**Challenge:**
Go through the entries below and write each one out exactly.

== Data for this task

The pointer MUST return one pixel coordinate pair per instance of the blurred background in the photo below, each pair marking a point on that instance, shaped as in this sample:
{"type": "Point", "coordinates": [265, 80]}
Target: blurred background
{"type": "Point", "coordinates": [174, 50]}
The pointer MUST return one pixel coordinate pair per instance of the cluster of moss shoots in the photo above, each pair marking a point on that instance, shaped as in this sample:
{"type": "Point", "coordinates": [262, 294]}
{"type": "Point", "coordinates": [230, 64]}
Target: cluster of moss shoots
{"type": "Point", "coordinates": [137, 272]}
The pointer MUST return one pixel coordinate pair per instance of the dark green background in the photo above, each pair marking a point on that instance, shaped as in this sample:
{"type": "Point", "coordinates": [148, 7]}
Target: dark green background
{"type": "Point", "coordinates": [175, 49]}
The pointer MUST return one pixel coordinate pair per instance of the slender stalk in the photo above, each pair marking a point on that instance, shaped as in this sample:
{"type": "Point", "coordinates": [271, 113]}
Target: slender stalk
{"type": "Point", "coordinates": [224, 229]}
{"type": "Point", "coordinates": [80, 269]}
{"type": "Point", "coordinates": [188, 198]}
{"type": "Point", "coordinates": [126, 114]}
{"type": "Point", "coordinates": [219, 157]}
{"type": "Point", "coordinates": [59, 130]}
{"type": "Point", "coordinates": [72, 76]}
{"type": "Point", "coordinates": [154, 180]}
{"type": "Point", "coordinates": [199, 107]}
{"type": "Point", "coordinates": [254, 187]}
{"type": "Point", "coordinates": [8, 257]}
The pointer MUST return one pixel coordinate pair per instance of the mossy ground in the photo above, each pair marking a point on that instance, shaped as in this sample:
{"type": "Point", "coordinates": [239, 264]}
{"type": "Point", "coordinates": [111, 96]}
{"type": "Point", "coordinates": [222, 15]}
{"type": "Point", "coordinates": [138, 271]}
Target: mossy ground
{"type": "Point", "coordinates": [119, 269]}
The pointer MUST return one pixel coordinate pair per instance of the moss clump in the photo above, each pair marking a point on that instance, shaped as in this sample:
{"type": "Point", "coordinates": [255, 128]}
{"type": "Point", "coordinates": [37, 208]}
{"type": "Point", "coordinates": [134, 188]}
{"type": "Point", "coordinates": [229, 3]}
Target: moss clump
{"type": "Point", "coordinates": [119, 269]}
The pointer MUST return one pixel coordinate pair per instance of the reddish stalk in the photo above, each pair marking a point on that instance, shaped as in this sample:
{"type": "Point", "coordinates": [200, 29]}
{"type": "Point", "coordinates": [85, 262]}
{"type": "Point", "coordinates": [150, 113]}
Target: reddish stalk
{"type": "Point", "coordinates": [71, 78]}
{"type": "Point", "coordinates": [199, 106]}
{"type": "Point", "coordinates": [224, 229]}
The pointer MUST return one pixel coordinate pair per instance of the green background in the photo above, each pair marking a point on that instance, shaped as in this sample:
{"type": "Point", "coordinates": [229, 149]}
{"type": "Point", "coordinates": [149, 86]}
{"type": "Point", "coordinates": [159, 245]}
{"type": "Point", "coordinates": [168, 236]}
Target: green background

====

**Exercise answer:**
The pointer MUST return one pixel coordinate pair per instance of the blurred background in the photo below, each pair marking a point on that instance, shaped as in this sample:
{"type": "Point", "coordinates": [265, 80]}
Target: blurred background
{"type": "Point", "coordinates": [174, 50]}
The pointer MUST return one pixel coordinate pair per instance of the cluster of moss shoots in the photo above, each pair marking a point on that instance, shaped as in this sample:
{"type": "Point", "coordinates": [262, 294]}
{"type": "Point", "coordinates": [230, 64]}
Target: cluster of moss shoots
{"type": "Point", "coordinates": [137, 272]}
The pointer MUST return one pixel coordinate pair per instance of the dark green background in the photo above, each pair marking a point on that instance, shaped as in this sample:
{"type": "Point", "coordinates": [148, 7]}
Target: dark green background
{"type": "Point", "coordinates": [175, 49]}
The pointer MUST return one pixel coordinate pair per instance of the slender stalk in the photo above, each pair marking a point on that instance, shaped as in this sample:
{"type": "Point", "coordinates": [271, 113]}
Target: slender stalk
{"type": "Point", "coordinates": [224, 229]}
{"type": "Point", "coordinates": [80, 269]}
{"type": "Point", "coordinates": [188, 198]}
{"type": "Point", "coordinates": [126, 114]}
{"type": "Point", "coordinates": [219, 157]}
{"type": "Point", "coordinates": [59, 130]}
{"type": "Point", "coordinates": [72, 76]}
{"type": "Point", "coordinates": [154, 180]}
{"type": "Point", "coordinates": [199, 107]}
{"type": "Point", "coordinates": [254, 187]}
{"type": "Point", "coordinates": [8, 257]}
The pointer MUST return one pixel coordinate pair per instance of the mossy ground in the photo above, each pair marking a point on that instance, shaped as in this sample:
{"type": "Point", "coordinates": [239, 264]}
{"type": "Point", "coordinates": [111, 96]}
{"type": "Point", "coordinates": [222, 15]}
{"type": "Point", "coordinates": [138, 271]}
Target: mossy ground
{"type": "Point", "coordinates": [119, 269]}
The pointer MUST return one pixel coordinate pair per instance of the moss clump in the photo above, each pair marking a point on that instance, shaped as in this sample:
{"type": "Point", "coordinates": [255, 128]}
{"type": "Point", "coordinates": [37, 208]}
{"type": "Point", "coordinates": [134, 188]}
{"type": "Point", "coordinates": [229, 3]}
Target: moss clump
{"type": "Point", "coordinates": [119, 269]}
The pointer MUST return one pixel coordinate pair per instance of the reddish stalk in the photo above, each pair marking a point on that instance, shaped as in this sample:
{"type": "Point", "coordinates": [200, 29]}
{"type": "Point", "coordinates": [85, 262]}
{"type": "Point", "coordinates": [150, 113]}
Target: reddish stalk
{"type": "Point", "coordinates": [71, 78]}
{"type": "Point", "coordinates": [199, 106]}
{"type": "Point", "coordinates": [224, 229]}
The pointer MUST return one pixel coordinate pair per instance of the green background in the photo above, each pair marking a point on that instance, shaped as in this sample:
{"type": "Point", "coordinates": [229, 149]}
{"type": "Point", "coordinates": [149, 86]}
{"type": "Point", "coordinates": [159, 245]}
{"type": "Point", "coordinates": [168, 236]}
Target: green background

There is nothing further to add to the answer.